Convert the records from the line that contains "Target: patterned headscarf" through the end of the records into a two-column CSV with the columns request and answer. Give one row per request, and place each request's text and its answer in a single quoted field with line breaks replaced by spaces.

• **EXTRACTED DATA**
-------

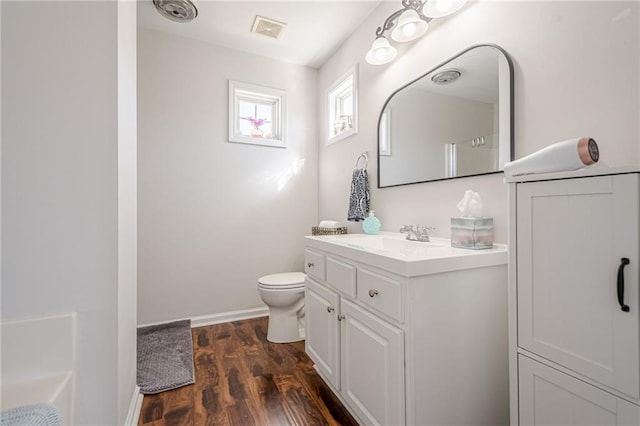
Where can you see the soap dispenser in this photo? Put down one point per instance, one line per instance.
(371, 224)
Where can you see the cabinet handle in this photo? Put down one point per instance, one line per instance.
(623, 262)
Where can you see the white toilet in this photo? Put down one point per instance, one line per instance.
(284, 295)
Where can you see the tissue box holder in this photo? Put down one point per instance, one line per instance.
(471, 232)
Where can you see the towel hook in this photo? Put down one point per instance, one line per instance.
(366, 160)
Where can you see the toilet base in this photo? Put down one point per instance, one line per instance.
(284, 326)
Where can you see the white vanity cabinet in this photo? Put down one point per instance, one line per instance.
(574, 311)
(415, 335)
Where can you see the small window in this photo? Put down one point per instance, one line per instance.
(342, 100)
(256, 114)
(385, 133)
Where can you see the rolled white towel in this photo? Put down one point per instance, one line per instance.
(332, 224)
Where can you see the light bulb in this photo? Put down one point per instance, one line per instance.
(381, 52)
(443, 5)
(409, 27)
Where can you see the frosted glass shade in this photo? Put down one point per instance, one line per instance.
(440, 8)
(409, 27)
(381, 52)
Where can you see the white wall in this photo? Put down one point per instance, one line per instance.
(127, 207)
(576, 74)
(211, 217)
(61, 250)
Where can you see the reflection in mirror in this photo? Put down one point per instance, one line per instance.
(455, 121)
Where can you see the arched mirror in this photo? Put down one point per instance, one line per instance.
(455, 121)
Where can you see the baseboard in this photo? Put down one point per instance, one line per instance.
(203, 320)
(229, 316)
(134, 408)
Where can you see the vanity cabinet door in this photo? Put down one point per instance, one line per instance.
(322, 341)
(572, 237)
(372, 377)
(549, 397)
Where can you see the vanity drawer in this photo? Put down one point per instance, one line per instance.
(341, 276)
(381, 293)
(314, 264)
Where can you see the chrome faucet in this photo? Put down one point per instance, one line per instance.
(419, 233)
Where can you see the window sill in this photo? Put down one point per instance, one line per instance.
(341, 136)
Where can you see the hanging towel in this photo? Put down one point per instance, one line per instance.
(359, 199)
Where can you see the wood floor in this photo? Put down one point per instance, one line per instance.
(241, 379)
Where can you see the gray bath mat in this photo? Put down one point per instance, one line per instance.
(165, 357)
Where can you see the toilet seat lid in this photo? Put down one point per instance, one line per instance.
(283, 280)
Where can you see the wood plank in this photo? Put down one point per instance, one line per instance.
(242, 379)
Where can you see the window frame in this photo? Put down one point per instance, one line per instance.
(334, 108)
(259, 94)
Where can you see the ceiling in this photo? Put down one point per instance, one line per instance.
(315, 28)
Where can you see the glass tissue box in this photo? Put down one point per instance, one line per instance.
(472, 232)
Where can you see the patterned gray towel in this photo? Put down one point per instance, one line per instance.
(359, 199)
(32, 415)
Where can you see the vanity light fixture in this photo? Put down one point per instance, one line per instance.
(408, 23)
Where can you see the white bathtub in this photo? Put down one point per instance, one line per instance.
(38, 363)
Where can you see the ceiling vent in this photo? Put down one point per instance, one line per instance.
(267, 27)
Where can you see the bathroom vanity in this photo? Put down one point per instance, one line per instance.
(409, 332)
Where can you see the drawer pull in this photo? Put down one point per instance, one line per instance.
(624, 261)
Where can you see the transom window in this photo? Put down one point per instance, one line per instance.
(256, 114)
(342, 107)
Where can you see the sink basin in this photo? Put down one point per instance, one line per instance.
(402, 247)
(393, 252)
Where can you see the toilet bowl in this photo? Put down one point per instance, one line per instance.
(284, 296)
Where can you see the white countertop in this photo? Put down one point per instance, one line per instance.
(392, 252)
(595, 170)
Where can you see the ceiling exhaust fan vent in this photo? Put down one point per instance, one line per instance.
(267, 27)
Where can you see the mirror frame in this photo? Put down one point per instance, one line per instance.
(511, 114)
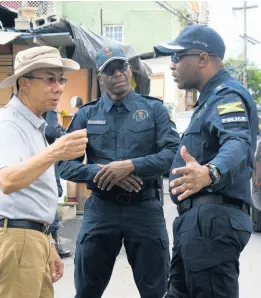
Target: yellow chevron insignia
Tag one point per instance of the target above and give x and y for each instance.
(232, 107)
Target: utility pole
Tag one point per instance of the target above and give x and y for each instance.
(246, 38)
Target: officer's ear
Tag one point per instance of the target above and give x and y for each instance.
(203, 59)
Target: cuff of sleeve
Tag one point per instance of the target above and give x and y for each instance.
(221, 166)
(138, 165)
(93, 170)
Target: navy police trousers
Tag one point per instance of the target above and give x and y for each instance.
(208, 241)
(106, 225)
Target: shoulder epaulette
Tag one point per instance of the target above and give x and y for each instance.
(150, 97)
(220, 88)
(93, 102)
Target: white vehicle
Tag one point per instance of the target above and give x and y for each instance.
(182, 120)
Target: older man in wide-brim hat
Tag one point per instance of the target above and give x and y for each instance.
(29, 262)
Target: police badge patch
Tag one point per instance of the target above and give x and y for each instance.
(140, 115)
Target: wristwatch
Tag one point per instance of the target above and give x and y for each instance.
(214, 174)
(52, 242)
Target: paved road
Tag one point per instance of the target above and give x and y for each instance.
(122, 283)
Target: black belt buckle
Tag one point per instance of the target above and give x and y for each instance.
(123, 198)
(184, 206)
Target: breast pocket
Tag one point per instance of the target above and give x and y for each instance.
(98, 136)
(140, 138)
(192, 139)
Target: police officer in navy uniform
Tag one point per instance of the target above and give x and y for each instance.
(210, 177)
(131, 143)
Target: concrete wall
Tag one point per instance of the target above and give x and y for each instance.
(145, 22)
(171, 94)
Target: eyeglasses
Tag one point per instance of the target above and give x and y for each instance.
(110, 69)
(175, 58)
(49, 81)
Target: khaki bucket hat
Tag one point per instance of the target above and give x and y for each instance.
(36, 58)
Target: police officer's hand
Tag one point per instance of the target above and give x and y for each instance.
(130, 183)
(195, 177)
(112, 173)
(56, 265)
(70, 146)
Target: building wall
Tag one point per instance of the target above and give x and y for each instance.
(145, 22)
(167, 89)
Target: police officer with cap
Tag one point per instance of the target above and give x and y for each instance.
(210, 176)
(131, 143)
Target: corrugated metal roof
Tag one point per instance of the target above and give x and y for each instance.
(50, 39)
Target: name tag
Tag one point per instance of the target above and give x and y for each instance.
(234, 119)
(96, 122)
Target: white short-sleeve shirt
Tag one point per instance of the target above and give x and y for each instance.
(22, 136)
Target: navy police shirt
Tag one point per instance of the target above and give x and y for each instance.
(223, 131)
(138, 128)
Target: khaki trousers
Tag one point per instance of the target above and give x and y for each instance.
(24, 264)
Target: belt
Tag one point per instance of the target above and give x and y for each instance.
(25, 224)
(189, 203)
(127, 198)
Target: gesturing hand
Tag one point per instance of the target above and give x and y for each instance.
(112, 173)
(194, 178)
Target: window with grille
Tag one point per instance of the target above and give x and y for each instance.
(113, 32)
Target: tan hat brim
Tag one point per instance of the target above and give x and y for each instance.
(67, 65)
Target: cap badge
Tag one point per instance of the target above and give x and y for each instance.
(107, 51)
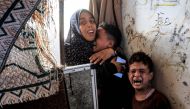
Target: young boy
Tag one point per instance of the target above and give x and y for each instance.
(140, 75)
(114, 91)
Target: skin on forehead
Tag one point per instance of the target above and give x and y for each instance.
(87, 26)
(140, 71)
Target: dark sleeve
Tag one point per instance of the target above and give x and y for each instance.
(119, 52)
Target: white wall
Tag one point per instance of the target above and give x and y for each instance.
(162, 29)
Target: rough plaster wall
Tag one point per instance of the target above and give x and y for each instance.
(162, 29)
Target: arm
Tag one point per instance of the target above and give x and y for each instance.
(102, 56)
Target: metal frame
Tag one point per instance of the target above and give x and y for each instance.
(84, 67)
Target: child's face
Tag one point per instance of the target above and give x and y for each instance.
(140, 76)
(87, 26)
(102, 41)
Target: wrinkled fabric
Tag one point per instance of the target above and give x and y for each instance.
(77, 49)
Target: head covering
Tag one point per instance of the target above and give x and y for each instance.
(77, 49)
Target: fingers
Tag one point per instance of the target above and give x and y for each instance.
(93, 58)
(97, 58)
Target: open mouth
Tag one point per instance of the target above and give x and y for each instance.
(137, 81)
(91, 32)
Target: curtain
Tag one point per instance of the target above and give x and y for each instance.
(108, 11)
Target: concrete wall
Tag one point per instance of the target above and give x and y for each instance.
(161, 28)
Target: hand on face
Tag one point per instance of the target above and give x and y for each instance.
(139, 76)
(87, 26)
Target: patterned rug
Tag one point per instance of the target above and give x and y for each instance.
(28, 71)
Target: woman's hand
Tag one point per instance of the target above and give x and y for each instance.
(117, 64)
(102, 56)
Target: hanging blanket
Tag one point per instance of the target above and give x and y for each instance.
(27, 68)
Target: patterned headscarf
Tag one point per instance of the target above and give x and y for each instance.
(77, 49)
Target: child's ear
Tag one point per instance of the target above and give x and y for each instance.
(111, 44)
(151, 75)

-------

• **WRITTEN SOLUTION**
request,answer
"Target: patterned headscarf Tag one point per instance of the target above and give x and y for each instance.","(77, 49)"
"Target: child's ear Tag one point per instance of the target above and give x and y for each instance.","(111, 44) (151, 75)"